[Opening EXCERPTED DATA section]
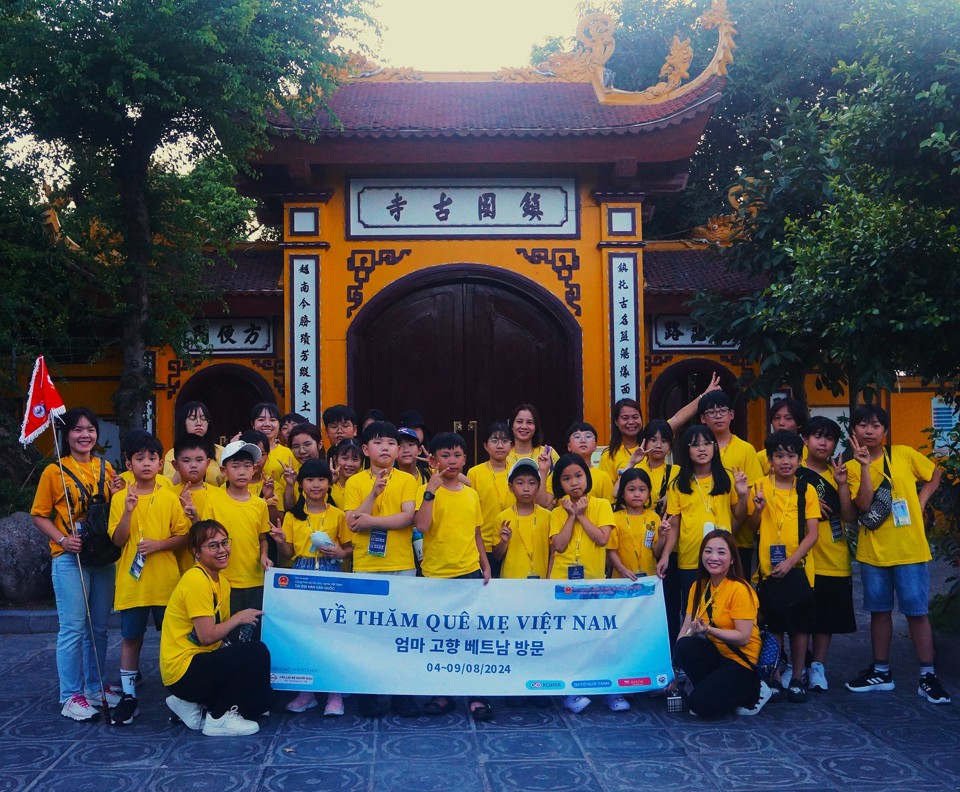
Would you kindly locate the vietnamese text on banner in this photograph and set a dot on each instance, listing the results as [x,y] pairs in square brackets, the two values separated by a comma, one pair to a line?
[354,633]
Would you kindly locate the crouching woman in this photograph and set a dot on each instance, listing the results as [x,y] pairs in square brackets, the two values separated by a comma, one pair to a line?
[231,682]
[719,640]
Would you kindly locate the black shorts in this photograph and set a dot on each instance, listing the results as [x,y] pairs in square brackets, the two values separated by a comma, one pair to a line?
[833,598]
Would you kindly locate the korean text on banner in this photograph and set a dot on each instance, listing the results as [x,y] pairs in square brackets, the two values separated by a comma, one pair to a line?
[355,633]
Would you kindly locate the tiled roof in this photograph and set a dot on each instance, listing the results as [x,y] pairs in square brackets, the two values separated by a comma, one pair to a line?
[689,271]
[250,271]
[471,109]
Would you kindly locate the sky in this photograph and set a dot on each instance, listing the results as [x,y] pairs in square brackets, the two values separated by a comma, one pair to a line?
[469,35]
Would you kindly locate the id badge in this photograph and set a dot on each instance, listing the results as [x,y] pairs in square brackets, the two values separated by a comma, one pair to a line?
[836,529]
[778,554]
[900,512]
[378,543]
[136,566]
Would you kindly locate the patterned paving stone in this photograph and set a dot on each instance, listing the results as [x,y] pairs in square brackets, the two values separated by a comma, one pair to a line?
[531,776]
[401,775]
[341,778]
[528,744]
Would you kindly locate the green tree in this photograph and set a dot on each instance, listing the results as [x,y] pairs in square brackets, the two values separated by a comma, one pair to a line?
[110,83]
[857,231]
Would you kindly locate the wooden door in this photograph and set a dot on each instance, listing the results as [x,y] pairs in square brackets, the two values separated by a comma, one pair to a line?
[468,350]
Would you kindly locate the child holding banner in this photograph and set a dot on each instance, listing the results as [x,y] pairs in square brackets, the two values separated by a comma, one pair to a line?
[451,521]
[579,532]
[379,503]
[523,542]
[313,536]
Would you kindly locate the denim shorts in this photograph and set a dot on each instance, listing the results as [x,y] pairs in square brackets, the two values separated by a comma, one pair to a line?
[133,621]
[911,582]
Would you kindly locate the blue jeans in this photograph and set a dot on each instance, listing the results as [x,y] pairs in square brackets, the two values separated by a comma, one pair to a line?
[76,661]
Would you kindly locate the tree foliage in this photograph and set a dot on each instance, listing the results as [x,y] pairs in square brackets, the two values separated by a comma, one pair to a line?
[857,231]
[110,83]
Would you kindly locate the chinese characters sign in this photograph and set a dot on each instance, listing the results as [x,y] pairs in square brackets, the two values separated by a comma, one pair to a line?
[382,208]
[232,335]
[624,327]
[681,332]
[304,327]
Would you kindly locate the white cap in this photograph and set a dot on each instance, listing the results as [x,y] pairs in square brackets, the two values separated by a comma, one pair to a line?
[234,448]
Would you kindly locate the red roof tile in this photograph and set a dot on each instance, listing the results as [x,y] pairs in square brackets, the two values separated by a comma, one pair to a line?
[689,271]
[469,109]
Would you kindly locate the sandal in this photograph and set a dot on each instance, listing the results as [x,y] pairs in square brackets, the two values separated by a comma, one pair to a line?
[480,710]
[434,707]
[576,704]
[618,704]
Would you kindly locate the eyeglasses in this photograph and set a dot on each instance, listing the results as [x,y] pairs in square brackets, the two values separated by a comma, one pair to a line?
[718,412]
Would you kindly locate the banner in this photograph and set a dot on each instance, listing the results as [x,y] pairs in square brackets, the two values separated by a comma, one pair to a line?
[354,633]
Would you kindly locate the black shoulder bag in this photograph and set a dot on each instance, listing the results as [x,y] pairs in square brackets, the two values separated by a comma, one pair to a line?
[98,549]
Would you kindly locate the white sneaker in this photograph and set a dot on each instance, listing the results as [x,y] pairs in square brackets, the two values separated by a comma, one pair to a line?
[230,724]
[191,714]
[113,694]
[765,695]
[818,677]
[786,677]
[78,708]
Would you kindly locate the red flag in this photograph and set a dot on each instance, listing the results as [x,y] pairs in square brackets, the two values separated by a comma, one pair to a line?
[43,402]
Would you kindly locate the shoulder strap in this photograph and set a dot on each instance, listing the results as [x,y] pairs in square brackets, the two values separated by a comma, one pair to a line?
[666,481]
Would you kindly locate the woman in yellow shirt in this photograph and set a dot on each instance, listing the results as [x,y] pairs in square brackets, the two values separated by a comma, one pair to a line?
[232,682]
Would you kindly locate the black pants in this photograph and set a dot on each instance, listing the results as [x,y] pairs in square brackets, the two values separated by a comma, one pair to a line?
[233,676]
[720,684]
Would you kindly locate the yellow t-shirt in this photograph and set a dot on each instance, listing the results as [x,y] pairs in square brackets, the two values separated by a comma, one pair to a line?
[696,509]
[831,556]
[528,552]
[889,545]
[779,523]
[244,521]
[157,516]
[401,488]
[612,465]
[50,500]
[212,476]
[185,559]
[162,480]
[629,539]
[495,496]
[273,468]
[741,455]
[195,595]
[331,520]
[450,546]
[582,549]
[729,602]
[657,475]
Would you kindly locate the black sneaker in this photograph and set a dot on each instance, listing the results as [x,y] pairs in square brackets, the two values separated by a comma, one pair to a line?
[871,679]
[932,690]
[126,710]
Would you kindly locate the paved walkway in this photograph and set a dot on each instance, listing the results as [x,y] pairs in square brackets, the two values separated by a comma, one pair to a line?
[837,741]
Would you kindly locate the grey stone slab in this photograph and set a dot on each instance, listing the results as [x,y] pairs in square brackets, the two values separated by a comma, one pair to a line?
[339,778]
[542,775]
[544,745]
[439,776]
[326,749]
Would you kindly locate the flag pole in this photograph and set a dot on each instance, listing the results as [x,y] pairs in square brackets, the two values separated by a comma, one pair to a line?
[105,708]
[Closing EXCERPTED DATA section]
THE TASK: Repeat the material exactly. Skip the images.

EXERCISE OUTPUT:
Would you kindly locate the vietnamese text on banner in this photograph and set a dot on each instance, listing the results as [x,y] pairs in square brackets, the two values separated by a comma, one pair to a line?
[354,633]
Would you kindly locate the crouching woman in this photograph and set a dot on each instance, listing the results as [x,y] pairs in square brackets, the two values separated by a comma, one pair to a line?
[231,682]
[719,640]
Would you kindly locate the black shorts in this photograph and set a dot on each instance, listing the results as [x,y] pairs in square brackets, the two values separated by a comma, one pair to a line?
[833,598]
Would you kindly locate the korean text on banner in this photograph and set a dot on each instance, listing the results as [x,y] pairs in square brackets, the two values separated by a comma, one pair to a line?
[355,633]
Would you kindly locate the tiled roof in this photograph and set a dot on each instance, listing the results as [x,y] pairs in square brackets, the two values separated by a comma, one pair to a line?
[689,271]
[250,271]
[471,109]
Would you kindly locate the sky in this photograph and set a dot on each instance, listing the results as [x,y] pairs in square brackets, the two values separated by a comma, one pair to a line?
[469,35]
Would you kindly locate the id badge in this photograph and set a dot on each instance, listing the results as [x,y] pairs in square brackets, the two values separated by a comma, one pair to a line?
[836,529]
[778,554]
[900,512]
[378,543]
[136,566]
Would you kindly locate the patterned paving stone in this photograph and set a dot on each instance, listing the results as [x,y] pairs in square brackets, the two values separated by a comma, one pair to a line?
[531,776]
[401,775]
[341,778]
[528,744]
Would you kindly locate the green tree in this photograph and set a dot on each instance, listing the results as [x,y] pairs in square brackets, the two values separated by a comma, one pair to a line?
[110,83]
[857,231]
Would you kindly locate the wooden door in this photograph and set a dot on each instance, listing the results as [x,y] pairs in square brackets, the two values separated by a comma, one pair to a line?
[468,350]
Would you kindly locate the child holding banner in this photograph and set a dot on each instance, listing the results as [x,y] pairs in square brackets, the two values separated by a comma, one pair to a line?
[451,521]
[579,532]
[379,503]
[523,542]
[313,536]
Would you kindly locate the denim shorts in this photograph and set a dot on each instance, listing the results as [x,y] pairs in square brackets, the two values separated by a comma, one pair to a line?
[133,621]
[911,582]
Would you kindly locate the blue jeans in this photograph and set a dot on each instance, listing the results as [x,y] pairs in square brackets, the two values separated by a comma, one pair to a line?
[76,661]
Would you kindly locate the tree foliage in this photograph and set a dot on each instance, listing the results as [x,y] pairs in square brackets, the two values separated by a comma, one pair to a line?
[857,231]
[110,83]
Would you kindly locate the chinese characters sign in this photograph and set a dot on each instance, listing the results as [x,y] pairs in square brackets, the two values separated by a comma, one pair to a line?
[382,208]
[232,335]
[624,327]
[681,332]
[304,327]
Would you kindly locate the white cap in this photograph and set a dot on each instance, listing the results as [x,y] pairs in square brackets, the two values separated by a comma, one pair to a line?
[234,448]
Would you kindly locate the red roof tile in this photograph and set a dot on each instance, listing the results as [x,y] pairs in square brackets, the two values separated by a comma, one pair to a line?
[689,271]
[469,109]
Would you kindly locate the sandal in this photograph and set a dot on each instance, listing the results as [x,y] pairs in square brackets, the two values separated by a comma, one pair to a line?
[480,710]
[434,707]
[576,704]
[618,704]
Would you kindly locate the eyeglasses in this photograph and set a dot on each instance, listing the results as [x,y] pairs in square brackets, the two values separated by a comma, one pair to a line?
[718,412]
Would you kindly locate the banner in this photograph and set a dot on each instance, listing the results as [x,y] pairs in square brackets, the two values separated by a comma, one pair to a line?
[354,633]
Would you kindly locate the black shoulder bag in this photograph and set a dot on each instance, listing the results as [x,y] pairs in square brackets, the two values separated by a comma, one pair to a line?
[98,549]
Would you kindly locate the white sneaker in this photograph and set a dot on each instance, listing the results as [x,y] pairs in square brackets, the two values separated by a comma, one pair to a line?
[230,724]
[191,714]
[113,694]
[765,695]
[818,677]
[786,677]
[78,708]
Would you kindly locate the red flag in this photograph and set a dot on each instance, listing the results as [x,y] pairs in square brackets, the two values separated by a comma, one pair to a line?
[43,402]
Would you kindly locate the shoulder strap in this photograph and set a dot on each instance, listing the results as [x,y] pairs in square brackets, the two values separated by a comma, one pair to a line?
[666,481]
Would you kindly locate the woman in yellow shirt in this photograph and set a dot on each instance, listing the results as [x,y] pairs in square brackets, the two values separated by a comma, one pair to a line?
[232,682]
Would you kindly locate the black pants in this photograph and set a dot on each instance, listing the results as [x,y] pairs in square brackets, the two values separated by a comma, one pair to a line?
[233,676]
[720,684]
Would you kindly locate the yellow t-shirt in this photograph and set a dot on each instance, listing the results as [x,y] pairs in square brackets, the two values separated by a comma, one pair to a line?
[696,509]
[831,556]
[528,552]
[889,545]
[779,523]
[244,521]
[157,516]
[401,488]
[612,465]
[50,500]
[212,476]
[185,559]
[162,480]
[629,539]
[495,496]
[273,468]
[741,455]
[195,595]
[331,520]
[450,546]
[582,549]
[729,602]
[657,475]
Would you kindly locate the black sneaker in this photograph and set a dot on each instance, listing the results as [x,y] pairs in square brackets, the two values separated by a comma, one pair to a line?
[871,679]
[932,690]
[126,710]
Would you kindly locate the paved walkway in this photograph and set a dot on each instance, listing the results as [x,y] pairs in square brackets, the two values separated by a comma, one pair to a line?
[837,741]
Would you kindly locate the grey stone slab in this photograph and set a dot on each instance, listing the results as [x,y] pairs in square brackets, the two values separated by a comma, one pair to a line?
[339,778]
[542,775]
[544,745]
[439,776]
[326,749]
Would you kindly locate the flag pole in this photograph and set a dot on each instance, listing the results as [x,y] pairs in square brackets, the two values separated by a comma, one pair to a line?
[105,708]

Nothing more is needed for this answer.